▶ **SUPPLIED PASSAGE**
The Unattractive Question is Back: SCOTUS (Again) Considers Corporate Liability Under the Alien Tort Statute
Today, the U.S. Supreme Court agreed to hear the case of Jesner v. Arab Bank in order to resolve a single issue: “[w]hether the Alien Tort Statute, 28 U.S.C. § 1350, categorically forecloses corporate liability.” This post will briefly review the case and offer a quick assessment of the ATS corporate liability issue. Longtime readers will not be surprised to read that I side with the Defendants on this issue, although I will also add that I think my side on this case will have an uphill battle to prevail in the high court.
Should the Court have agreed to hear the case?
The Court’s decision to hear the case is a bit surprising given that it had refused to hear at least two cases raising the same issue in the previous two terms. On the other hand, the Court’s decision to hear the case is also quite understandable given the fairly sharp split between lower circuit courts on the question. Such an enduring split among the opinions of lower courts is always an important factor for the Court in deciding whether to hear a case. The rather dramatic divisions among judges on the Second Circuit Court of Appeals on this issue probably caught the Court’s attention as well.
Still, it is also worth noting that the Court granted cert on this exact same issue not six years ago when it first agreed to hear Kiobel v. Royal Dutch Petroleum in the fall of 2011. The parties submitted briefs and held oral arguments on the corporate liability issue itself. But during argument, the Court decided that the question of whether the Alien Tort Statute has extraterritorial reach needed to be resolved first, and sent the case back for re-argument the next term. That re-argued case eventually became the 2013 Kiobel decision sharply limiting the extraterritorial scope of lawsuits brought under the ATS to cases that “touch and concern” the territory of the U.S. The corporate liability issue was left fully argued and untouched.
To be sure, since 2013, several other circuit courts have issued opinions on the corporate liability issue and all have split from the original Second Circuit Kiobel decision denying corporate liability under the ATS. And the Court may have a new member by the time Jesner v. Arab Bank is decided. So while that is a possible reason for reversing course and granting cert, it is still unusual for a Court to hear a case on the exact same issue it already heard in argument a few years ago.
What Law Should Determine Whether Corporations Should Be Liable Under the Alien Tort Statute?
One of the more annoying hard-to-explain legal issues in ATS cases is also one of my favorite law-nerd issues: what law should govern? On its face, the ATS calls for the application of “the law of nations” but courts have long disagreed about whether international law also applies to questions such as standards for aiding and abetting liability and whether a corporation can be liable. ATS plaintiffs have typically argued that these questions should be governed by domestic law, that is to say, federal common law. Under federal common law, corporations are typically liable for torts and application of this law would almost certainly favor the plaintiffs on this question.
But the Court has never fully resolved this issue. To me, it has always seemed that any questions affecting the substance of a case against an ATS defendants should be governed by international law, as the ATS’ text seems to demand. The temptation to fill in the many gaps left by international law with U.S. common law is strong, but the ATS clearly sought to ask US courts to apply international law. Getting past that textual directive will be difficult for me, and I suspect the textualist-oriented justices on the Court.

▶ **EXERCISE SET**
1. Answer these about the Alien Tort Statute post:
(a) What single issue did the Supreme Court agree to resolve in Jesner v. Arab Bank?
(b) In what year was the Kiobel decision limiting the extraterritorial scope of ATS lawsuits issued?
(c) What law have ATS plaintiffs typically argued should govern questions such as corporate liability?
2. Rewrite the stretch of the Alien Tort Statute post from "Still, it is" through "argued and untouched.", putting "written briefs" in place of "briefs".

▶ **DATA SUPPLIED**

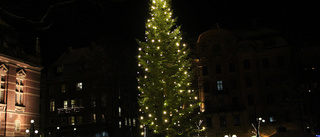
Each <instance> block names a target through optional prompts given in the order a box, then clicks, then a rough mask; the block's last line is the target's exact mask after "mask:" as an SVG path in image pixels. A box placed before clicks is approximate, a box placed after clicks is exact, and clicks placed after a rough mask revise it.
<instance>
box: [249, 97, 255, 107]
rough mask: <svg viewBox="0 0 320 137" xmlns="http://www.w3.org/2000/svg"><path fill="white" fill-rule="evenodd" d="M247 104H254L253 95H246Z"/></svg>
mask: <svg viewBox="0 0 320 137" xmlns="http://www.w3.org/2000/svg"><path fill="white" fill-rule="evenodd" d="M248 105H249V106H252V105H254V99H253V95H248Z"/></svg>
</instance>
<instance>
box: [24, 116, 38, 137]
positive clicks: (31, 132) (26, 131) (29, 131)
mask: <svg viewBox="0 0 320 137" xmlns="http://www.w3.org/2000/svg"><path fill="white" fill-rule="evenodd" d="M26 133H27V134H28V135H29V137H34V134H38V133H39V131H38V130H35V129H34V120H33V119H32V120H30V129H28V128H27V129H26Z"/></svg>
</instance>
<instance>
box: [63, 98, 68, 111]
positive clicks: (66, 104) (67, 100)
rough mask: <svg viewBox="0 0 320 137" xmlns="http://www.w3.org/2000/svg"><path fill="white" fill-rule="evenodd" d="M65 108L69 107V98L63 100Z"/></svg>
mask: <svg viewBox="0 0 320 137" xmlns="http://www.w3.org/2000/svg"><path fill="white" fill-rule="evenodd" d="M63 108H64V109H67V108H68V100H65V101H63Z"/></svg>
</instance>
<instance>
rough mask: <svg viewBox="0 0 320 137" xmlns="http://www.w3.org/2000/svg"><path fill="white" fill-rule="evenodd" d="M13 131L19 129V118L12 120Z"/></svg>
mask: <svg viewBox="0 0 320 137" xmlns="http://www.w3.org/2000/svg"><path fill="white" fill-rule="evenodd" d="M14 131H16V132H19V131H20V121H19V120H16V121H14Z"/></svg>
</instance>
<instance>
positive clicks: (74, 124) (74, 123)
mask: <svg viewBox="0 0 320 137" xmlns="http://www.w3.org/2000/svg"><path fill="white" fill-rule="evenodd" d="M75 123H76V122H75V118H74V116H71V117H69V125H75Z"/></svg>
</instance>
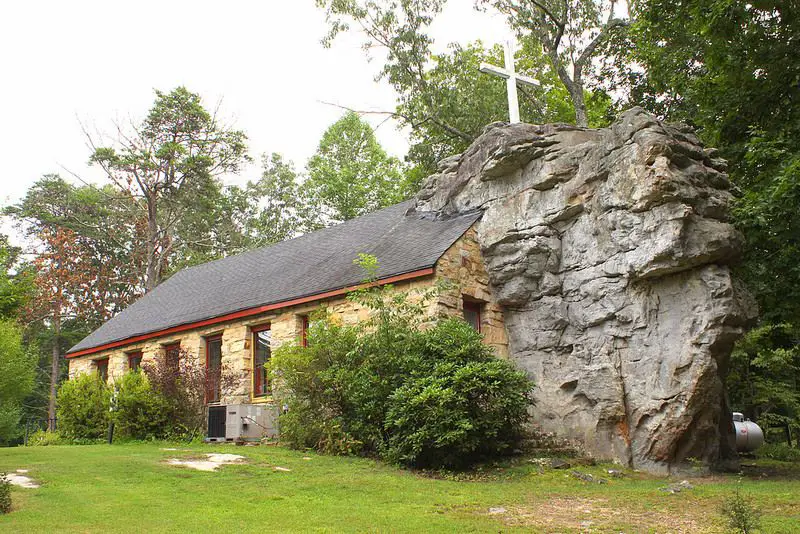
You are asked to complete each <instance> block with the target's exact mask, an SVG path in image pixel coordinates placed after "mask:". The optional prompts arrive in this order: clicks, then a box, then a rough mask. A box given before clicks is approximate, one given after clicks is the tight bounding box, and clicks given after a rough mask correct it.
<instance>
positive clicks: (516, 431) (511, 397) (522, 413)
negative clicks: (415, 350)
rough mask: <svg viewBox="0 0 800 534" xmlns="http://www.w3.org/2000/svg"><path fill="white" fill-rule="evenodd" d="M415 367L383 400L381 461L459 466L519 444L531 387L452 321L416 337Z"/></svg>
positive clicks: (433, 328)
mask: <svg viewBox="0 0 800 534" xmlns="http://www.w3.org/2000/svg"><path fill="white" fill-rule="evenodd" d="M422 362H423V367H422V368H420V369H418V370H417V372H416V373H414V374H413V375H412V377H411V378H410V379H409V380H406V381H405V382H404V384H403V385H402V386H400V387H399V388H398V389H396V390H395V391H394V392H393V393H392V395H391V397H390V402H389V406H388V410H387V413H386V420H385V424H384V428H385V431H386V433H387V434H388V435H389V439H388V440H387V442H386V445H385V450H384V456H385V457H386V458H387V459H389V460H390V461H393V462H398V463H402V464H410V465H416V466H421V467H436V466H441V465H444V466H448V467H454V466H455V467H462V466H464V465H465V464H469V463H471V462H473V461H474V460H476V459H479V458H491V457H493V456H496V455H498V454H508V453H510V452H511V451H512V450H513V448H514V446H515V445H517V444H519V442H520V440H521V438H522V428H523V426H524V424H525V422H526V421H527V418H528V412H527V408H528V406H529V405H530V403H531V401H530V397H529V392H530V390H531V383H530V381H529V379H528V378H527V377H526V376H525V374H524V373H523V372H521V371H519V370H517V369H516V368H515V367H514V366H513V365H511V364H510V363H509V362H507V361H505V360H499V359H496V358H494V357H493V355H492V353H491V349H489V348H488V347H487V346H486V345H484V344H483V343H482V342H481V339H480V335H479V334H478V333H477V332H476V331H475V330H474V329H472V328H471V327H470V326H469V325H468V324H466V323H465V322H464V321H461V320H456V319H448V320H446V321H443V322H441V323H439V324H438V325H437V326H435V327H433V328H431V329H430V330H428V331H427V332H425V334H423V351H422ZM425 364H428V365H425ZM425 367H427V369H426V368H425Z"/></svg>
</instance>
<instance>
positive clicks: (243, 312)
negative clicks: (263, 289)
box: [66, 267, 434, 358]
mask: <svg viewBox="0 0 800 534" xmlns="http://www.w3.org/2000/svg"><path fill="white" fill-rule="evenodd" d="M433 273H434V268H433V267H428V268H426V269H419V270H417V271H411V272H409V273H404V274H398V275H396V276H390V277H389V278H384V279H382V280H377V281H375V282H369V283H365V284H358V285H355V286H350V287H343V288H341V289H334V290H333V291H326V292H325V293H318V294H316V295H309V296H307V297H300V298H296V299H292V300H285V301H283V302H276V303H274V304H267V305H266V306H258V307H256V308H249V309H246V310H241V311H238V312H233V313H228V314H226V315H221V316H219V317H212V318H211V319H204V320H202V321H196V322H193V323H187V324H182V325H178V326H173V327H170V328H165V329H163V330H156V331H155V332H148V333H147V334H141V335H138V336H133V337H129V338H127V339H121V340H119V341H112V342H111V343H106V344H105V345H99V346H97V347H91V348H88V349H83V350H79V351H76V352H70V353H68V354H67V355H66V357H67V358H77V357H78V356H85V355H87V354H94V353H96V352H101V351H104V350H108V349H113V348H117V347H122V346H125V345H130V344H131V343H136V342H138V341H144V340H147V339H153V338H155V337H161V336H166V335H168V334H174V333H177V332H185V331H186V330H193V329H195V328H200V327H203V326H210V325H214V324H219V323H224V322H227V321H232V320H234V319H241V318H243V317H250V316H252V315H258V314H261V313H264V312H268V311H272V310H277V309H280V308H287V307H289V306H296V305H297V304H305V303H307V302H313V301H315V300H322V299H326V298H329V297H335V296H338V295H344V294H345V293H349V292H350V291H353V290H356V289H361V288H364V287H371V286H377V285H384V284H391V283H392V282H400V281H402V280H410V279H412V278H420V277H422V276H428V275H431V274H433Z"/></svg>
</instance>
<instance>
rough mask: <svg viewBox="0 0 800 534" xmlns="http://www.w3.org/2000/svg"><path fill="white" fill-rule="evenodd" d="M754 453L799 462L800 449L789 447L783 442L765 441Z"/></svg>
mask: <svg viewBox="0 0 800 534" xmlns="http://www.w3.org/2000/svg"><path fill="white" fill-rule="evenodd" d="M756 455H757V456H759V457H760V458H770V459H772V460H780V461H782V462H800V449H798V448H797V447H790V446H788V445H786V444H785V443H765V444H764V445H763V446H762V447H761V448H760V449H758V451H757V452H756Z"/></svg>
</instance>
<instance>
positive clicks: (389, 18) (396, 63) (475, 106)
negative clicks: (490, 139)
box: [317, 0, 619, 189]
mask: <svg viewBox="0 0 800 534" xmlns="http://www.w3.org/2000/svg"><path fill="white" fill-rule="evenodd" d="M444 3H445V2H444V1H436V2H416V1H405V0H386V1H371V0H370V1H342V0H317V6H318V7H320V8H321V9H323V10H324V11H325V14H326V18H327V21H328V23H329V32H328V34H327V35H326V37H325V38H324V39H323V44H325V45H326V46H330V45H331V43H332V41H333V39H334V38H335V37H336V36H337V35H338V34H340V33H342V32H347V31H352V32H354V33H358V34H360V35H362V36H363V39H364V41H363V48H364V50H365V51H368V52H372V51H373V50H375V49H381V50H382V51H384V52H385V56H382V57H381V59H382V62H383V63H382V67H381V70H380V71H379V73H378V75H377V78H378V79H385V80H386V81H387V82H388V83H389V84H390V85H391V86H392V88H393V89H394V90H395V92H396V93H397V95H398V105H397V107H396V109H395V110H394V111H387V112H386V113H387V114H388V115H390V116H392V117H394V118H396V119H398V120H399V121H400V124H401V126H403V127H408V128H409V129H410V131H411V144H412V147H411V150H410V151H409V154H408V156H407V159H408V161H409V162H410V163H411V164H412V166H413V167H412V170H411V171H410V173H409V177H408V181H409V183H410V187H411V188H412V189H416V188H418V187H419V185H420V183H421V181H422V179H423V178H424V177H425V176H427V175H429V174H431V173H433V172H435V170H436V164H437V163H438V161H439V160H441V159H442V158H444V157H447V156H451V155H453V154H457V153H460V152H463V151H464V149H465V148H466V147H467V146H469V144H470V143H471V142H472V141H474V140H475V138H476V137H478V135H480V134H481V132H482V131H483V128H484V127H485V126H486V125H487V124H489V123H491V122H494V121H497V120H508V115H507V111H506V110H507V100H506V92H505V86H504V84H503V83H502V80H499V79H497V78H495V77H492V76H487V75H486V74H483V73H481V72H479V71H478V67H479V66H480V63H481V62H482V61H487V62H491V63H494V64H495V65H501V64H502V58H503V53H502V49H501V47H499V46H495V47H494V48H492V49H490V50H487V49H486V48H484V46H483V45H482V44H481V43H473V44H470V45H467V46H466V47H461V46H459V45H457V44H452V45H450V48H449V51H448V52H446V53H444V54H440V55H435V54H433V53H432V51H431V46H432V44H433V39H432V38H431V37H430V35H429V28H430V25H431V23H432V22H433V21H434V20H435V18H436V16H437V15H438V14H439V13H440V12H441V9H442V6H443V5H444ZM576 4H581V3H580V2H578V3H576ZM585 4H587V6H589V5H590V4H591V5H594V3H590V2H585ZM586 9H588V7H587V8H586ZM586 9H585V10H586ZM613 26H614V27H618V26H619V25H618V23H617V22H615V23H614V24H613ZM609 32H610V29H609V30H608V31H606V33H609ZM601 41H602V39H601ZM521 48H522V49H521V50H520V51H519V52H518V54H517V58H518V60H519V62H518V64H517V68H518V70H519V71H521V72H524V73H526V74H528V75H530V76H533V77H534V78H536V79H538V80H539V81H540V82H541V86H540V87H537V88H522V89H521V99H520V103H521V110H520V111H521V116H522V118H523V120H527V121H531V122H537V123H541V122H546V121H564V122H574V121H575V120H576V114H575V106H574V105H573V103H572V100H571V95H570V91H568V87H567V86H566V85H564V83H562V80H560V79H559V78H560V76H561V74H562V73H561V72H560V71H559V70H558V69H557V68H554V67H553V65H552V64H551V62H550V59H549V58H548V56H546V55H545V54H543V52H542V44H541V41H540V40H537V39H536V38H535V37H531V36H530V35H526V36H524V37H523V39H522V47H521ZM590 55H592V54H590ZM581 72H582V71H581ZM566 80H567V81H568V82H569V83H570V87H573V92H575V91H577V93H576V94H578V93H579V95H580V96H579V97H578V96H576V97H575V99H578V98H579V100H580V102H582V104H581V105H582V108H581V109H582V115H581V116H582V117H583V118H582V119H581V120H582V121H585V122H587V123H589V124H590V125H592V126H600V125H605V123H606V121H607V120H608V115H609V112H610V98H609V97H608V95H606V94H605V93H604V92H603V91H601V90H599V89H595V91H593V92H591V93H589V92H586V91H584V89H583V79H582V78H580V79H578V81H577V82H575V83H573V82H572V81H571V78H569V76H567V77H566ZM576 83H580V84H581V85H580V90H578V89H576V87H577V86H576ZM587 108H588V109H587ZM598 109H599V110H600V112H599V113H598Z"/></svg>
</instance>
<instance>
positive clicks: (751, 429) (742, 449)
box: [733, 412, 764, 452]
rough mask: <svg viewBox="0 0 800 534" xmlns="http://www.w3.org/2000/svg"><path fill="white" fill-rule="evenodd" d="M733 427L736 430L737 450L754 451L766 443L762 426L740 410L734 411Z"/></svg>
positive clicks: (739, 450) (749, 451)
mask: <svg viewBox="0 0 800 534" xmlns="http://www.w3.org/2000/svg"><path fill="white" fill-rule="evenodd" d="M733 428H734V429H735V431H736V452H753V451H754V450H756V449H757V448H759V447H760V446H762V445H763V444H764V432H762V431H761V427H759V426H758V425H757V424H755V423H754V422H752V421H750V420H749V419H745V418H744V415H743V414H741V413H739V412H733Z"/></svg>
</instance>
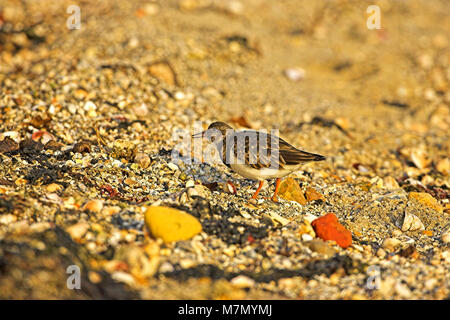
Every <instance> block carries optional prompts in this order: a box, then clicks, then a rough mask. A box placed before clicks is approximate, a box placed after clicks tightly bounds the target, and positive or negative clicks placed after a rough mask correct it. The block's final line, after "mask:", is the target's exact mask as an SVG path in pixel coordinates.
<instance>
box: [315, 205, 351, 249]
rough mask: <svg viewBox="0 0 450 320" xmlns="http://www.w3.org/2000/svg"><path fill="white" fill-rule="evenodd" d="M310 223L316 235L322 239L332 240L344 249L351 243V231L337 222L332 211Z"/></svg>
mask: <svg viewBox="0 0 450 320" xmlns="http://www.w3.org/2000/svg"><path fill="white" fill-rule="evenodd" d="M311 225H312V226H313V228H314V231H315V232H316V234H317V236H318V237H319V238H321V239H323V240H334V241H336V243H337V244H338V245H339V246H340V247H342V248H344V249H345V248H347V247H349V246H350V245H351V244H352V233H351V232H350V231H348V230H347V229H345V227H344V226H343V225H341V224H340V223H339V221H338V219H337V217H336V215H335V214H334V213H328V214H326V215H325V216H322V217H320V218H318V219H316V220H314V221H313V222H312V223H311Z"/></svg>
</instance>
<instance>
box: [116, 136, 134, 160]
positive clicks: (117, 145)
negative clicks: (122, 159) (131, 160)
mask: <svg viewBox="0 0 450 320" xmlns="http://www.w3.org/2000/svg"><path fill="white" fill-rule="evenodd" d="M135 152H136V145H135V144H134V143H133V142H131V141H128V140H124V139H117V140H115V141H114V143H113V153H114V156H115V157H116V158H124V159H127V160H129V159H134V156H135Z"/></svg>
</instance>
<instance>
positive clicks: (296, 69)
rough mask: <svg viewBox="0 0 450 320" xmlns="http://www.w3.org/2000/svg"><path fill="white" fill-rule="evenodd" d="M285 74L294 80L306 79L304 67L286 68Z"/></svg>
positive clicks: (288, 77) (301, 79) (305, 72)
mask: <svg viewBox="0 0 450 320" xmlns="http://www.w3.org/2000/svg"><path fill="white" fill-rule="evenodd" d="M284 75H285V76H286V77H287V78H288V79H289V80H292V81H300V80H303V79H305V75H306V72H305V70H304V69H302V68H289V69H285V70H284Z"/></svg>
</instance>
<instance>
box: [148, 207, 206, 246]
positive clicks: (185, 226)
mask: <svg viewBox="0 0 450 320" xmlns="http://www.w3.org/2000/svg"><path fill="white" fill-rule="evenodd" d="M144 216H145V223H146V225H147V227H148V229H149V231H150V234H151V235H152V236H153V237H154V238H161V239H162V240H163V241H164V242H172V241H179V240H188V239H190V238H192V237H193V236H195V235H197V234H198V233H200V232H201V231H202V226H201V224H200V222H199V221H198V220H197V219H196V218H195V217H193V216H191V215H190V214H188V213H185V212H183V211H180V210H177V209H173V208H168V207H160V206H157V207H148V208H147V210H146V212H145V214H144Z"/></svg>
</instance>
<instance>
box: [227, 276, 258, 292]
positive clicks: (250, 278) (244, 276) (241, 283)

▶ **RESULTS FOR THE EXERCISE**
1.
(a) Whether the Alien Tort Statute, 28 U.S.C. § 1350, categorically forecloses corporate liability.
(b) 2013.
(c) Domestic law, that is, federal common law.

2.
Still, it is also worth noting that the Court granted cert on this exact same issue not six years ago when it first agreed to hear Kiobel v. Royal Dutch Petroleum in the fall of 2011. The parties submitted written briefs and held oral arguments on the corporate liability issue itself. But during argument, the Court decided that the question of whether the Alien Tort Statute has extraterritorial reach needed to be resolved first, and sent the case back for re-argument the next term. That re-argued case eventually became the 2013 Kiobel decision sharply limiting the extraterritorial scope of lawsuits brought under the ATS to cases that “touch and concern” the territory of the U.S. The corporate liability issue was left fully argued and untouched.